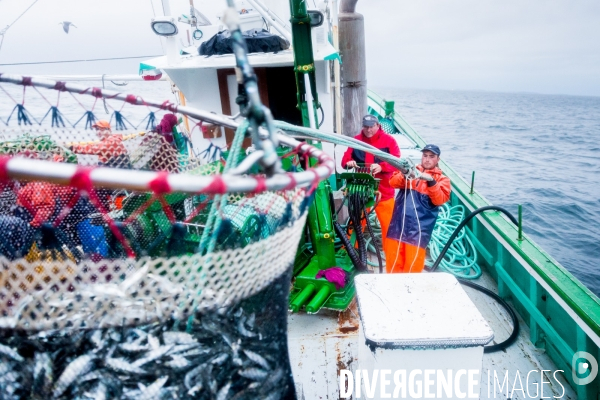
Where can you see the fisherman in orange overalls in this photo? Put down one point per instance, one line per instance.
(415, 212)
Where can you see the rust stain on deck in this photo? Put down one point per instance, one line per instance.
(348, 320)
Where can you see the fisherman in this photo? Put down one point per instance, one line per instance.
(110, 149)
(417, 205)
(375, 136)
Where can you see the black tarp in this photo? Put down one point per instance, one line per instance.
(258, 41)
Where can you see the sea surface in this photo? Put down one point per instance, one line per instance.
(541, 151)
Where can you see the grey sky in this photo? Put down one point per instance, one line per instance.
(550, 46)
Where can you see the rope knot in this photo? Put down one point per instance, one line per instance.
(4, 168)
(97, 92)
(160, 184)
(82, 180)
(217, 186)
(131, 99)
(60, 86)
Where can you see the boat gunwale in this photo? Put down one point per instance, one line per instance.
(584, 303)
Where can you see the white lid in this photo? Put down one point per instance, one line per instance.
(418, 310)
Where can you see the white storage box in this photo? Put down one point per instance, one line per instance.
(421, 336)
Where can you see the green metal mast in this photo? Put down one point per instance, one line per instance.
(304, 63)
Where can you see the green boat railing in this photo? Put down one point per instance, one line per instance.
(562, 314)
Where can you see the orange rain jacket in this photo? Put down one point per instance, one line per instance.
(417, 206)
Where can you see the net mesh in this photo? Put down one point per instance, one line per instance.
(117, 293)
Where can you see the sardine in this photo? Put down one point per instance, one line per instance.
(152, 391)
(255, 374)
(178, 362)
(257, 359)
(152, 355)
(153, 342)
(80, 366)
(7, 351)
(178, 338)
(224, 391)
(122, 365)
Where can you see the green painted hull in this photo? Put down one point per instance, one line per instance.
(562, 314)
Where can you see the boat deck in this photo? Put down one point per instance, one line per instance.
(323, 344)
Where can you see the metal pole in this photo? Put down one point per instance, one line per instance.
(304, 63)
(354, 67)
(336, 70)
(520, 237)
(267, 14)
(170, 41)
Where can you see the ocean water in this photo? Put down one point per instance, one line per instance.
(541, 151)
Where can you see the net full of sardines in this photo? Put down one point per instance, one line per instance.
(130, 267)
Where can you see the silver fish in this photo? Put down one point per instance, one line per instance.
(134, 347)
(151, 391)
(256, 374)
(242, 329)
(220, 359)
(7, 351)
(122, 365)
(195, 389)
(153, 342)
(152, 355)
(224, 391)
(178, 338)
(80, 366)
(257, 359)
(101, 392)
(178, 362)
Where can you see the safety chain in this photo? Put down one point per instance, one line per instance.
(257, 114)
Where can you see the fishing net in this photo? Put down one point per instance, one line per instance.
(131, 268)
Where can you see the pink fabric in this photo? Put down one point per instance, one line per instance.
(335, 275)
(166, 127)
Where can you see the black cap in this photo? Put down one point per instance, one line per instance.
(433, 148)
(370, 120)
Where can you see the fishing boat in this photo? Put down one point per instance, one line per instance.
(558, 315)
(545, 322)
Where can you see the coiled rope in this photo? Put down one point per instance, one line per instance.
(461, 258)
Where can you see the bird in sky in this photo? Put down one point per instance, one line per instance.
(66, 25)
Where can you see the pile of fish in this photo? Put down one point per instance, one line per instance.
(222, 355)
(142, 297)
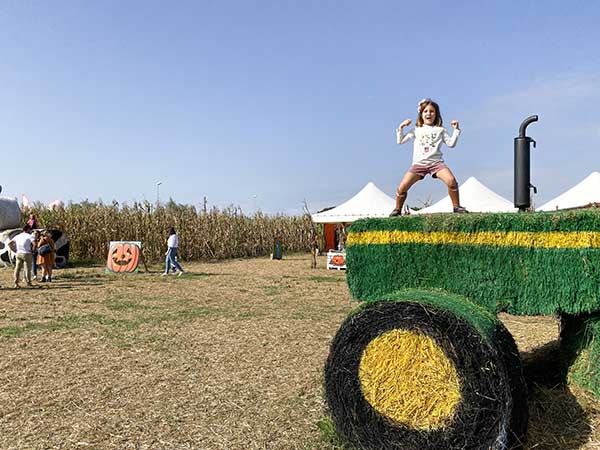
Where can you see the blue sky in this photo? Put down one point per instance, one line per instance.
(263, 104)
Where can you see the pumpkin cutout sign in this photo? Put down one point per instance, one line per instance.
(123, 256)
(336, 260)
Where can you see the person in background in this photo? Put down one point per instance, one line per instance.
(33, 223)
(46, 256)
(21, 245)
(171, 255)
(35, 238)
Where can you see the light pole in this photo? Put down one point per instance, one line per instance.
(158, 193)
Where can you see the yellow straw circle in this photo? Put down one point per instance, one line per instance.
(406, 377)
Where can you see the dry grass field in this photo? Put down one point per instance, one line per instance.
(229, 356)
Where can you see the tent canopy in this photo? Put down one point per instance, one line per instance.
(474, 196)
(582, 194)
(369, 202)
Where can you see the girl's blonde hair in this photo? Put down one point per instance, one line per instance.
(438, 117)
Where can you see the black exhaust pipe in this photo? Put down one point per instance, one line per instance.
(522, 166)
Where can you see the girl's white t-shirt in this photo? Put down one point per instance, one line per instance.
(173, 241)
(428, 143)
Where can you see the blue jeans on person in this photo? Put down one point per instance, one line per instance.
(170, 260)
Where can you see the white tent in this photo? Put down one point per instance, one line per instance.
(582, 194)
(475, 197)
(369, 202)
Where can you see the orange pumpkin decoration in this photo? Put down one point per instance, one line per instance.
(123, 257)
(338, 260)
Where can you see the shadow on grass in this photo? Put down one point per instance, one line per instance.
(556, 419)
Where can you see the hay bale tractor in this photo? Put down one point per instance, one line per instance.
(424, 363)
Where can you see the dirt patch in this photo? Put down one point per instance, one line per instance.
(229, 356)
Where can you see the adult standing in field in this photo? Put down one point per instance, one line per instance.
(171, 255)
(46, 250)
(35, 238)
(22, 245)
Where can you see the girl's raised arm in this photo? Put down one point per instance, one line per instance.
(450, 141)
(402, 138)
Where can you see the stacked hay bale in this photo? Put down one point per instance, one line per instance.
(424, 363)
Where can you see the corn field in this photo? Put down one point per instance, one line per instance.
(203, 235)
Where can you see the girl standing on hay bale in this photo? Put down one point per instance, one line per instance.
(427, 155)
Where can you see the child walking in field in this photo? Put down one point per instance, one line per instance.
(427, 154)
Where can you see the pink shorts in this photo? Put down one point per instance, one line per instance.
(432, 169)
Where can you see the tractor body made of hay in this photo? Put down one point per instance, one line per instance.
(424, 363)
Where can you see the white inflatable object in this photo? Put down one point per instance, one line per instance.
(10, 213)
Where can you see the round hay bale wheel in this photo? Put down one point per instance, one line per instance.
(409, 375)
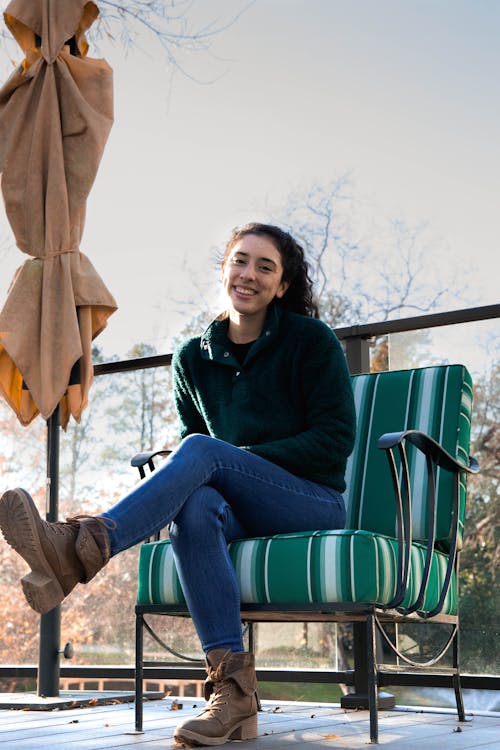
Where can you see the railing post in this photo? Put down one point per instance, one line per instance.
(357, 351)
(50, 623)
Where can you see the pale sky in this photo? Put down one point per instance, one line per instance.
(403, 94)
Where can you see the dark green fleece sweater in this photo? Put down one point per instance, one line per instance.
(290, 401)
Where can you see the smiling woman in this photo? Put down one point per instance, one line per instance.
(252, 278)
(265, 435)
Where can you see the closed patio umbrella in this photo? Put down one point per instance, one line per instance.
(56, 111)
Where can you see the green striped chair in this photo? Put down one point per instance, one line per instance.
(397, 559)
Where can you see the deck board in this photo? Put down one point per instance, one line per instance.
(305, 726)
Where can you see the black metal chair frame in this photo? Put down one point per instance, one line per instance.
(368, 619)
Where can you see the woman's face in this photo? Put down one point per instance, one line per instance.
(252, 275)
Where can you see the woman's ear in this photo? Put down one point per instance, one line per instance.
(282, 289)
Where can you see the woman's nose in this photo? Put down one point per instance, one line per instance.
(247, 271)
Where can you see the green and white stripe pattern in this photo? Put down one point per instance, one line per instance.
(358, 564)
(324, 566)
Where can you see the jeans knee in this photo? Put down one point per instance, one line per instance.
(199, 514)
(195, 442)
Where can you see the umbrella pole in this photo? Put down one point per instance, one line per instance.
(50, 623)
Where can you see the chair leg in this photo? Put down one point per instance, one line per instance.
(457, 685)
(251, 648)
(372, 677)
(139, 671)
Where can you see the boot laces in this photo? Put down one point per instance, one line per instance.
(106, 523)
(220, 696)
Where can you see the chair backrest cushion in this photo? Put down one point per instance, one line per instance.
(437, 401)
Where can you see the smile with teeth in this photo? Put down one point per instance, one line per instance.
(244, 290)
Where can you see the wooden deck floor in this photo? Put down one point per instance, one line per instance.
(281, 725)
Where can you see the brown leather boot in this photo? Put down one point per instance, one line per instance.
(60, 554)
(231, 711)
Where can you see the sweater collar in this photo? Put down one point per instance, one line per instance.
(214, 343)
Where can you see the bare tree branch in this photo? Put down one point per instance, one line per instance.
(170, 23)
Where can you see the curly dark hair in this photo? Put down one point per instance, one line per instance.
(299, 296)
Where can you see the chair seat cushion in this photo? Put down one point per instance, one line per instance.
(307, 567)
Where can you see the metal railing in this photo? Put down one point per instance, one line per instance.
(357, 340)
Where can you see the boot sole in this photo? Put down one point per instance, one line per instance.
(18, 514)
(247, 729)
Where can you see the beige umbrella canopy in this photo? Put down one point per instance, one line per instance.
(56, 112)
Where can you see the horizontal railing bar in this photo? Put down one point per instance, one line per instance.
(120, 672)
(137, 363)
(434, 320)
(367, 330)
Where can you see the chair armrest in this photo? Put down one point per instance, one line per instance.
(141, 459)
(429, 447)
(435, 454)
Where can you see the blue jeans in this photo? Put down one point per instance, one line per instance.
(211, 493)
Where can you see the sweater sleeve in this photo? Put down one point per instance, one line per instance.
(190, 419)
(328, 437)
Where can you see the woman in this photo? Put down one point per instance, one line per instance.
(267, 422)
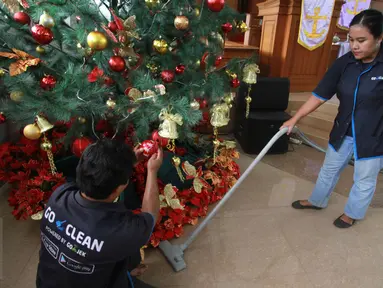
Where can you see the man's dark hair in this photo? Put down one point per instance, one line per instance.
(371, 19)
(103, 167)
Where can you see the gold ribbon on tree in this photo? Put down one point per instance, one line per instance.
(191, 172)
(168, 127)
(23, 61)
(169, 199)
(250, 77)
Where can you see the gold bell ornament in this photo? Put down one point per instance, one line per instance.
(220, 116)
(250, 77)
(45, 145)
(168, 127)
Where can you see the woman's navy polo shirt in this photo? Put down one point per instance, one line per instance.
(359, 88)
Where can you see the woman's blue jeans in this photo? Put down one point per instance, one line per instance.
(365, 179)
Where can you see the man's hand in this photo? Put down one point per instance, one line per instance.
(139, 154)
(155, 161)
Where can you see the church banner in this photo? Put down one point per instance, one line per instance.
(349, 10)
(315, 22)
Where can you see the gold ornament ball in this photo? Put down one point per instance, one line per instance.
(40, 50)
(152, 3)
(46, 146)
(82, 120)
(181, 22)
(32, 132)
(47, 20)
(16, 96)
(242, 26)
(160, 45)
(97, 40)
(111, 103)
(195, 105)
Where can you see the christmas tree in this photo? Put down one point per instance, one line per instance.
(146, 72)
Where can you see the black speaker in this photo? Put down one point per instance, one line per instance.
(254, 133)
(267, 94)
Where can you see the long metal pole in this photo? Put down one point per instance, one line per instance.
(222, 202)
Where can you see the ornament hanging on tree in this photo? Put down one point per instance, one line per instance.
(195, 105)
(97, 40)
(117, 63)
(242, 27)
(40, 49)
(235, 83)
(111, 103)
(48, 82)
(47, 20)
(167, 76)
(227, 27)
(150, 147)
(160, 45)
(180, 69)
(22, 18)
(113, 26)
(152, 3)
(32, 132)
(79, 145)
(2, 118)
(42, 34)
(181, 22)
(215, 5)
(163, 142)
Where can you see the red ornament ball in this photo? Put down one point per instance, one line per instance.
(3, 119)
(163, 142)
(150, 147)
(227, 27)
(48, 82)
(235, 83)
(112, 26)
(79, 145)
(167, 76)
(117, 63)
(22, 18)
(215, 5)
(42, 34)
(180, 69)
(218, 61)
(203, 103)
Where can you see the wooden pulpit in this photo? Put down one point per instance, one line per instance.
(280, 53)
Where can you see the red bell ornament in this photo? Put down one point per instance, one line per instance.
(150, 147)
(117, 63)
(79, 145)
(167, 76)
(41, 34)
(22, 18)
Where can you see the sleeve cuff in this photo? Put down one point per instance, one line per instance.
(319, 97)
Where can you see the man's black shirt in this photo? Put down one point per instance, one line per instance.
(89, 244)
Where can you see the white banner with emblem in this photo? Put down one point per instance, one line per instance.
(349, 10)
(315, 22)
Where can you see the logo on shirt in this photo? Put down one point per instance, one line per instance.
(74, 233)
(50, 246)
(75, 266)
(59, 225)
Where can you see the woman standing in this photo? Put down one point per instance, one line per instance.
(357, 80)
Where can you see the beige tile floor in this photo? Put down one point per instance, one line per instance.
(257, 240)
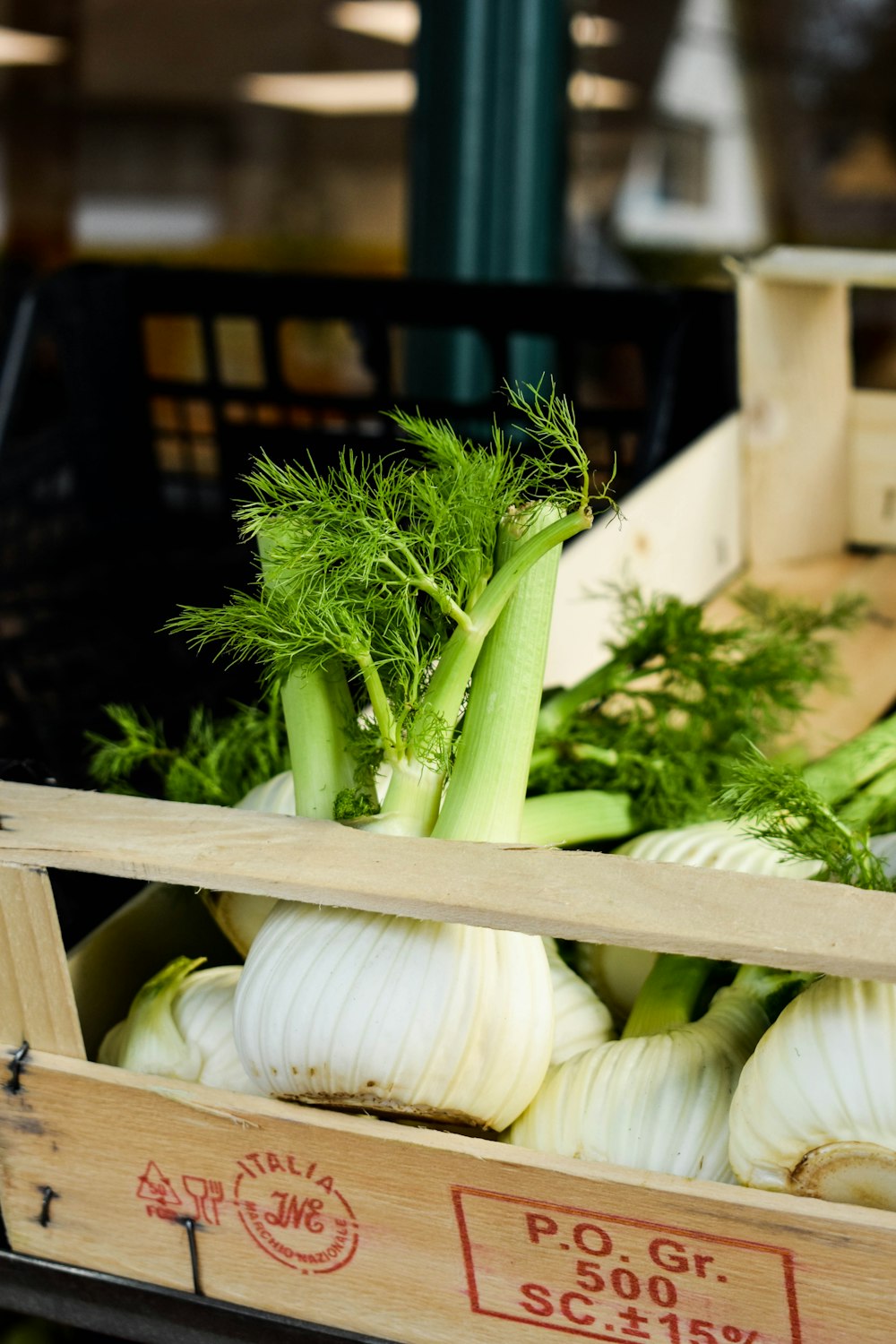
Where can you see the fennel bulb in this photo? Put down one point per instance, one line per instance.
(395, 1015)
(657, 1102)
(182, 1026)
(581, 1021)
(814, 1112)
(616, 973)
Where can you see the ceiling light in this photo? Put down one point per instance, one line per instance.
(591, 30)
(394, 21)
(338, 94)
(590, 93)
(30, 48)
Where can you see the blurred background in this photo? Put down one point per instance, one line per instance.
(242, 225)
(282, 134)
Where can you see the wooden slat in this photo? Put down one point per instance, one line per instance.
(796, 384)
(438, 1234)
(866, 656)
(872, 468)
(680, 532)
(600, 898)
(37, 1000)
(826, 266)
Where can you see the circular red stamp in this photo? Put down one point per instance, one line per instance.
(292, 1209)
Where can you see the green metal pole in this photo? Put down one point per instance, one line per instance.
(487, 167)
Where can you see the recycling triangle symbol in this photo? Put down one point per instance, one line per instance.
(156, 1187)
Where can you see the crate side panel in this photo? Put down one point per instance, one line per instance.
(37, 1000)
(872, 468)
(680, 532)
(796, 384)
(590, 897)
(414, 1236)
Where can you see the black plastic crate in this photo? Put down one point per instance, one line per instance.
(134, 398)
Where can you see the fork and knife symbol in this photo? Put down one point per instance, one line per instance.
(207, 1196)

== AIM ==
The lines to quote run from the one containing "Where can you see the circular" through the final line of the material above; please give them exactly, both ends included, and nothing else.

== TASK OUTPUT ==
Where can you see the circular red stamp in this photo? Put down one point per instance, one line per instance.
(292, 1209)
Where can you see the green metal pole in this photo? Put down one point per instance, one line per instance.
(487, 167)
Where can you see the recycling triangle symbol in this photo? Put down one point per instance, one line per instance.
(156, 1187)
Where can you see the crate side panel in this photo? Put down one point per instance, one line per instance.
(37, 1000)
(872, 468)
(680, 532)
(796, 384)
(590, 897)
(414, 1236)
Where can you see the black plastic crate in this photo? Put down one point per instance, one line per instance.
(134, 398)
Where can you see the fork and knife symbol in this photo? Put down one point per instance, one line per instance.
(207, 1196)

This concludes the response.